What you are asked to do:
Copy out the rows below, starting with the line that contains "The component shall return one point per instance of the red" and going on through the end of the rows, including the requests, with nothing else. In the answers, multiply every coordinate by 2 and round to whole numbers, with halves rounded up.

=-=-=

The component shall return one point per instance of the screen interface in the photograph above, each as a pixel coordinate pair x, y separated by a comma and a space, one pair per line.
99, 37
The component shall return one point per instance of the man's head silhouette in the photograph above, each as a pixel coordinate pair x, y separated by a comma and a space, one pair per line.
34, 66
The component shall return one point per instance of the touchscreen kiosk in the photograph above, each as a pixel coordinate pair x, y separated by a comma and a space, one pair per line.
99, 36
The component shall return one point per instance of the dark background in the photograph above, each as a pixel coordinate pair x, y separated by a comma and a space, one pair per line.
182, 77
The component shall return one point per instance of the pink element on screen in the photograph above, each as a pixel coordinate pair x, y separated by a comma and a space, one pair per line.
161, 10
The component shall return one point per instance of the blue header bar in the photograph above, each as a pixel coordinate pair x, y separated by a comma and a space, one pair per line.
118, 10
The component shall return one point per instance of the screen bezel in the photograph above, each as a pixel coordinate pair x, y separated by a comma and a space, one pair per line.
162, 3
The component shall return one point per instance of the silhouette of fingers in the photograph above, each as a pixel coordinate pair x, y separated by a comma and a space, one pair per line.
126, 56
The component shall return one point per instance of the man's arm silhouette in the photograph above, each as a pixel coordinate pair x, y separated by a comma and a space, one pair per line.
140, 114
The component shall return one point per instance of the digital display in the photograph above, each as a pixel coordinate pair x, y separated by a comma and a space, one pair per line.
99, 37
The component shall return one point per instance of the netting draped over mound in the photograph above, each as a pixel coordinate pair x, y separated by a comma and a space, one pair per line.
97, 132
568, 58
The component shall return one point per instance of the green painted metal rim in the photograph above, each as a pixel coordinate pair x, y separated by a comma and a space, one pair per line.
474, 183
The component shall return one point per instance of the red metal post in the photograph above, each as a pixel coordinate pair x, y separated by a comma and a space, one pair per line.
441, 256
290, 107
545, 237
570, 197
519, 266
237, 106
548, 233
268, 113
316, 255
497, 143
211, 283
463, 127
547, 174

=-=-=

Solution:
The component shall return one point per instance of the red metal post in the photograph above, each as a pixel coordinate pair x, y separated by a comma and a space, one pair per line.
882, 512
580, 214
1090, 474
1140, 394
1038, 532
474, 212
1096, 466
536, 226
632, 510
994, 286
422, 566
926, 254
1094, 348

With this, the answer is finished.